» **TASK GOAL**:
Retype exactly the lines from the one with "target | white painted wood grain" down to the final line of the material below, both included, and nothing more.

» **SOURCE DATA**:
=== Begin Enclosure ===

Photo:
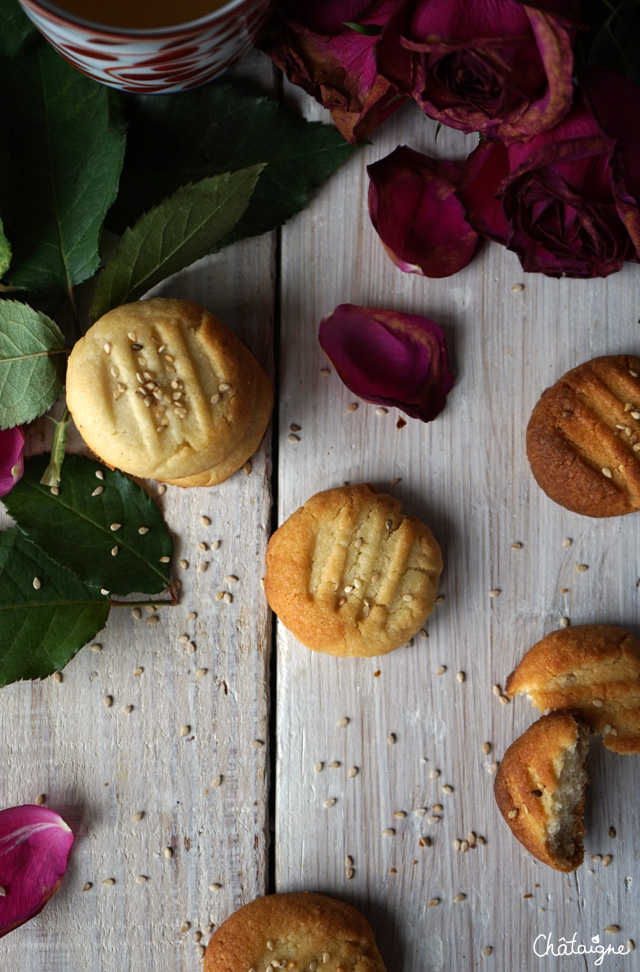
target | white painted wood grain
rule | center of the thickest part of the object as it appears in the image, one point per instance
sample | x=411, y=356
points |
x=99, y=766
x=467, y=476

=== End Enclosure ===

» **ANSWER TO THE EXERCISE**:
target | white painted wood grain
rule | center of the thickest part of the object as it appears in the image, one point per instance
sample | x=411, y=356
points |
x=99, y=766
x=467, y=476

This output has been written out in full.